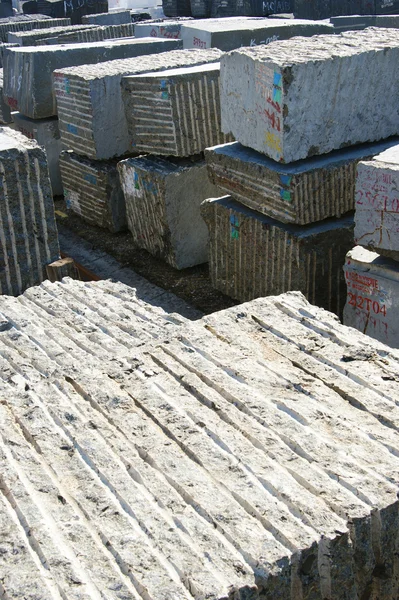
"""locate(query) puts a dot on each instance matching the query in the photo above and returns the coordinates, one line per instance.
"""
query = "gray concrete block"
(27, 25)
(90, 106)
(93, 191)
(279, 99)
(165, 29)
(28, 71)
(251, 255)
(46, 133)
(377, 203)
(372, 303)
(302, 192)
(227, 34)
(28, 233)
(116, 17)
(163, 200)
(175, 112)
- - - - - - -
What you are asked to do: A verbatim copy of every entry is wanted; the pictures stay out of it.

Solution:
"""locate(query) puts a dot on each instance matching the query in the photo above and returns the coordinates, one line per instance.
"""
query = "gray concrete block"
(27, 25)
(90, 106)
(93, 191)
(279, 99)
(165, 29)
(28, 71)
(251, 255)
(46, 133)
(377, 203)
(372, 303)
(302, 192)
(227, 34)
(28, 233)
(116, 17)
(163, 200)
(175, 112)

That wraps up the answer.